## [Supplied entries]
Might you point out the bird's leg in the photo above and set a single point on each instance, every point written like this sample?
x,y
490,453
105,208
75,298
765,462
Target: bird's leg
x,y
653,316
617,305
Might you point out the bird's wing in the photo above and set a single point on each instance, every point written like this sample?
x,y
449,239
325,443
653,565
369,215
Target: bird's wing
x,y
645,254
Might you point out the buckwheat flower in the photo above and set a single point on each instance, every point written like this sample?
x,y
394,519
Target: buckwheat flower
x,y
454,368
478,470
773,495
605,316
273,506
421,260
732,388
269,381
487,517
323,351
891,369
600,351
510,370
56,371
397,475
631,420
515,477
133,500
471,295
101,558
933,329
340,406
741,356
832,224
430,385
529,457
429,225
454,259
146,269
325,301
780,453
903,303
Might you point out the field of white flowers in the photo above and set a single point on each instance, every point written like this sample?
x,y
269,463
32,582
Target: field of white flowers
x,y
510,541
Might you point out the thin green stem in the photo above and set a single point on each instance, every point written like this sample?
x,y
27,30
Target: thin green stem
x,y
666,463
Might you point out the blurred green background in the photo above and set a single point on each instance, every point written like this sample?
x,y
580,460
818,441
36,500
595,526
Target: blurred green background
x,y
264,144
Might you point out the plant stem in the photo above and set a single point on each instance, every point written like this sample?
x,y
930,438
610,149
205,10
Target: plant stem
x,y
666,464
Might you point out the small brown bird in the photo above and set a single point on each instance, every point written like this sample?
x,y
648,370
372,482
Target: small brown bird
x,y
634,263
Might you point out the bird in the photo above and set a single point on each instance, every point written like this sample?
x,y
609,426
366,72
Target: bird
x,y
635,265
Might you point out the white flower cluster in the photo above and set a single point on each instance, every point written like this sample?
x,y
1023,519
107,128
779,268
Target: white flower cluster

## [Short problem]
Rewrite the records from the line that contains "Might you point out the thin" through the end of the records, putting "hazy green backdrop" in place of "blurred green background" and leaving everything else unchanged.

## [Full output]
Might you point out the thin green stem in the photo above and set a single point on each instance, every point written like this sample?
x,y
27,30
Target: thin green stem
x,y
666,463
Might you point out the hazy green backdrop in the photo above and set a single point on each instance, every point written like this sample?
x,y
580,460
818,441
36,500
595,526
Target: hazy green backdrop
x,y
264,144
Might you point out the plant stem in the photo above and set a single point on each instance, every point written like this sample?
x,y
930,438
610,149
205,10
Target: plant stem
x,y
666,464
Might you point out the small brown bird in the photo above and set a single point on each instance, every point written like this sample?
x,y
648,370
372,482
Target: small brown bird
x,y
634,263
Might you point out the bird in the photo above and set a single point on each instance, every point written like this sample?
x,y
609,426
366,72
Target: bird
x,y
635,265
Might you point out the white flower cluster in the photo above and set a single point on each instance, every point written like this sample?
x,y
1023,519
107,128
779,268
Target: white flower cluster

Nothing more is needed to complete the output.